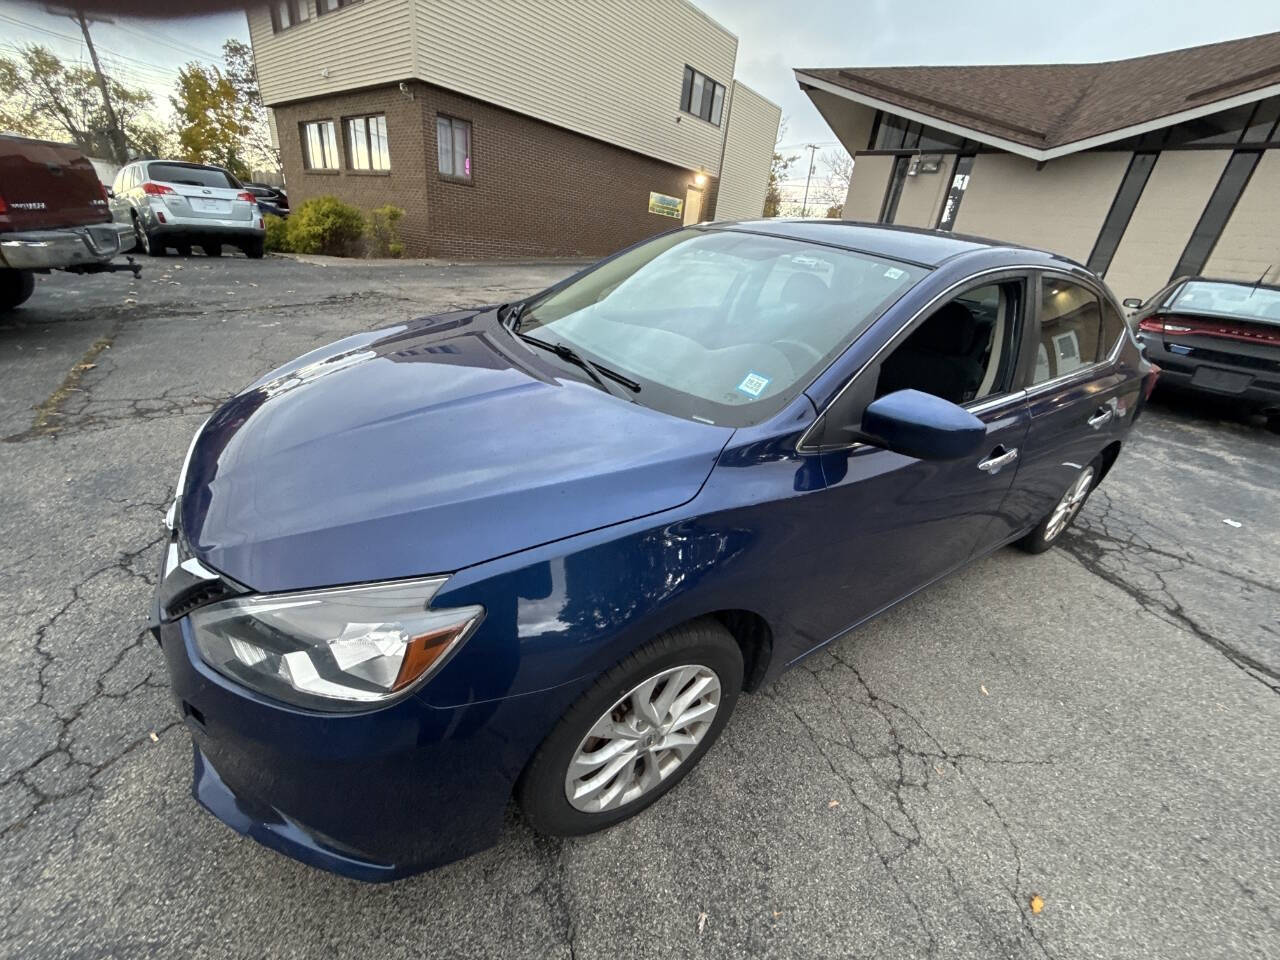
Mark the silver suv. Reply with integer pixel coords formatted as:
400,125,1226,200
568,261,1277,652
109,160,265,259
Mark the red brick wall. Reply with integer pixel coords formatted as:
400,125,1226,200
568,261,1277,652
273,81,714,259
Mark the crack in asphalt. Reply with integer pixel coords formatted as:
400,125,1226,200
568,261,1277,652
1061,488,1280,695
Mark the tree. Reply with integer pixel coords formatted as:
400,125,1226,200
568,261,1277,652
0,44,169,159
763,119,798,218
221,39,280,174
820,149,853,210
171,62,250,179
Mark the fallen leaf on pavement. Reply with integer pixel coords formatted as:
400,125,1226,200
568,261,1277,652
149,731,159,743
697,911,707,934
1030,894,1044,914
980,685,989,696
828,799,840,808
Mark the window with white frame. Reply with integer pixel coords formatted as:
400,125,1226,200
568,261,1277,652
302,120,339,170
270,0,311,32
436,115,472,180
345,115,389,171
680,66,725,126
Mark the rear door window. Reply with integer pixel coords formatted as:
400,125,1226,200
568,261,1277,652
1031,277,1102,385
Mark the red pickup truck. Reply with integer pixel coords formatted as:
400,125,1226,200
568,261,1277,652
1,134,139,310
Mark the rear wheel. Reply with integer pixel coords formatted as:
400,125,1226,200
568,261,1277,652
1016,458,1099,554
241,238,265,259
134,216,165,257
0,269,36,310
201,243,222,257
517,618,742,836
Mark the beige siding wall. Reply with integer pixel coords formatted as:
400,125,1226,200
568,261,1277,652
247,1,416,107
414,0,737,175
954,152,1132,262
892,156,954,229
715,81,781,220
844,154,894,222
1102,151,1232,303
1204,148,1280,283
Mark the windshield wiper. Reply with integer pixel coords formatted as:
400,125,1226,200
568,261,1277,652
499,300,528,330
517,333,641,393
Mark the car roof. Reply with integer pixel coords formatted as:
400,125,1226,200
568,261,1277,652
707,219,1048,269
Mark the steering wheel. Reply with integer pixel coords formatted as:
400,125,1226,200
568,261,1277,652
773,338,825,371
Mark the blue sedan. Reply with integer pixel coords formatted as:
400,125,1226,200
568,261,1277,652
152,221,1154,880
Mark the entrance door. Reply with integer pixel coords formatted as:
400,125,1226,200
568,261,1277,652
683,187,704,225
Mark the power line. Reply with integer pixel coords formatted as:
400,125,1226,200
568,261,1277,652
0,12,193,75
107,20,222,61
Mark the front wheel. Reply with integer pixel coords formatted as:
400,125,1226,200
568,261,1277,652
0,268,36,310
1016,458,1099,554
517,618,742,836
241,237,264,259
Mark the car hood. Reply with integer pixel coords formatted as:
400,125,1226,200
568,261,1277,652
181,310,734,593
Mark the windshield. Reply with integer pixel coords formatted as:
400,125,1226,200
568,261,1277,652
1170,281,1280,323
516,228,926,426
146,162,239,189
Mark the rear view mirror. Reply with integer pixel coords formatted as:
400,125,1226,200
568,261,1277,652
1122,297,1143,309
859,389,986,461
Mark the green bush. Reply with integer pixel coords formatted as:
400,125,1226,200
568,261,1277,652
263,214,291,252
366,204,405,258
285,195,365,256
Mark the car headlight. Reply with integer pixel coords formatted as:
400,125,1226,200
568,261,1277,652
189,577,483,712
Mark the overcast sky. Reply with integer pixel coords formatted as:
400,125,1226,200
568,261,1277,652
3,0,1279,175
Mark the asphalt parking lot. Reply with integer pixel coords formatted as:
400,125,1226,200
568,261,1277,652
1,255,1277,960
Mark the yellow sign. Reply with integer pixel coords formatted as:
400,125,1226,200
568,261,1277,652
648,192,683,219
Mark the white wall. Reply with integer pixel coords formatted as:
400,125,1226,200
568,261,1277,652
715,81,781,220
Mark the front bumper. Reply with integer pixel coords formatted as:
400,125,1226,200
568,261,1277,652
156,610,576,881
0,222,135,270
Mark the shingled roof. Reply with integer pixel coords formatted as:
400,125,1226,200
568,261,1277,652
796,31,1280,160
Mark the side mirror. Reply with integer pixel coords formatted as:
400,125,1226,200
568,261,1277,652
1121,297,1143,309
859,389,986,461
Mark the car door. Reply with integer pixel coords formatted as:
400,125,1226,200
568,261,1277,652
798,272,1033,645
999,271,1132,531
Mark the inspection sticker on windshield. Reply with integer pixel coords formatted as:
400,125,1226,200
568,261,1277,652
883,266,906,280
737,371,771,397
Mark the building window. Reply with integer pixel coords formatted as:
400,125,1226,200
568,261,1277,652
270,0,311,32
1170,150,1262,279
301,120,338,170
1242,96,1280,143
680,66,725,126
871,111,976,152
317,0,361,13
936,155,975,231
879,156,910,223
436,115,472,180
1086,152,1157,277
345,115,389,171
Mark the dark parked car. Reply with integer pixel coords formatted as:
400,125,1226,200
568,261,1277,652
153,222,1153,881
244,183,288,219
1126,277,1280,424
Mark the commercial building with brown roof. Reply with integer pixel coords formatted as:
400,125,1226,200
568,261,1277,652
796,32,1280,302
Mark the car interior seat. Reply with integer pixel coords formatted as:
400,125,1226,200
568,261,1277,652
875,301,986,404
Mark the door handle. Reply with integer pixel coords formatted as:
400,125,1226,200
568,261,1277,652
1087,407,1114,429
977,447,1018,474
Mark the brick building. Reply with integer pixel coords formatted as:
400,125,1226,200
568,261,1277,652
248,0,780,259
796,32,1280,303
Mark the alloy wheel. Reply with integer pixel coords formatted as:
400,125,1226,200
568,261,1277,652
1044,465,1095,542
564,664,721,813
134,217,150,254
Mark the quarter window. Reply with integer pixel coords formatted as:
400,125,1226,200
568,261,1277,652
1032,278,1102,385
301,120,338,170
680,66,726,126
345,115,389,171
436,116,472,180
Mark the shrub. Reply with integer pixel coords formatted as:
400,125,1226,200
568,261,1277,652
366,204,405,258
263,214,291,252
285,195,365,256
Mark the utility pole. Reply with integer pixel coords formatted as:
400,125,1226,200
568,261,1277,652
800,144,819,217
49,5,128,164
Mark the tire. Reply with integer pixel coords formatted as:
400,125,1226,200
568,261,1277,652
1016,456,1101,554
0,268,36,310
241,238,265,259
134,215,165,257
176,243,193,257
517,618,743,837
201,243,222,258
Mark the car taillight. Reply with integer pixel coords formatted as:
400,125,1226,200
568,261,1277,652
142,181,176,196
1137,315,1191,334
236,191,257,203
0,193,6,214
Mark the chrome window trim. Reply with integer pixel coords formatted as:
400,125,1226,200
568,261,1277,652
797,264,1042,452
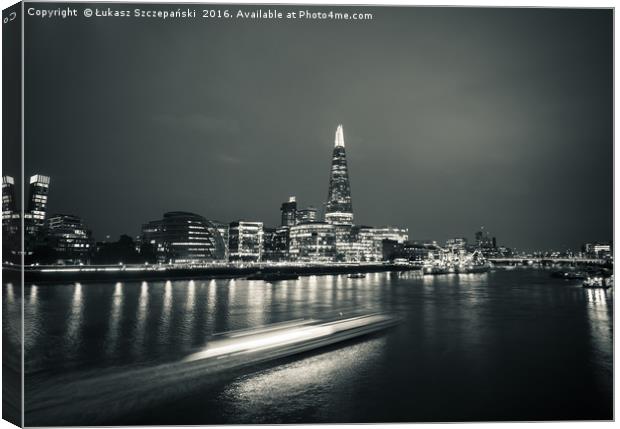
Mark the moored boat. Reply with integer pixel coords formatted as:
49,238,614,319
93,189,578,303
551,270,587,280
583,275,613,289
423,265,452,275
456,264,490,274
347,273,366,279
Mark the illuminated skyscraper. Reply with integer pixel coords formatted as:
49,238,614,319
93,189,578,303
2,176,20,260
324,125,353,225
27,174,50,223
23,174,50,247
2,176,18,236
280,196,297,227
2,176,16,219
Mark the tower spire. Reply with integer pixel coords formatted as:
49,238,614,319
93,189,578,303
334,124,345,148
325,125,353,225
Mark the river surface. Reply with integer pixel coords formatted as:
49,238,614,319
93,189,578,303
7,268,613,424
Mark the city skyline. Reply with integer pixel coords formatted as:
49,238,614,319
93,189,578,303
8,118,614,252
19,6,613,251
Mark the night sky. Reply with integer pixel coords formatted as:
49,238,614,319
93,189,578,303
22,5,612,251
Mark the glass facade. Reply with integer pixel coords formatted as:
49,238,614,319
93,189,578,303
229,221,264,262
2,175,20,263
141,212,226,264
26,174,50,225
211,221,230,261
45,214,94,264
2,176,18,236
24,174,50,239
356,227,383,262
280,196,297,227
325,125,354,226
296,207,317,224
262,227,278,261
288,222,336,262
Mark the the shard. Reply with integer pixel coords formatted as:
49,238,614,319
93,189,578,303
325,125,354,225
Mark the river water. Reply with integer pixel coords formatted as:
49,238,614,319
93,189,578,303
8,268,613,424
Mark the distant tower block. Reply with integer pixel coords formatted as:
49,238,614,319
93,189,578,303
280,196,297,227
325,125,353,225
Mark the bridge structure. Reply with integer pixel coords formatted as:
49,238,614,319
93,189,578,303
489,257,609,265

####

Filter the records above, keeping each line that contains the word "river".

* [Answer to this problem]:
Mark the river surface. Reply with integer pixel coords formatted as:
Mark the river water. Reply with integer pixel coords formatted as:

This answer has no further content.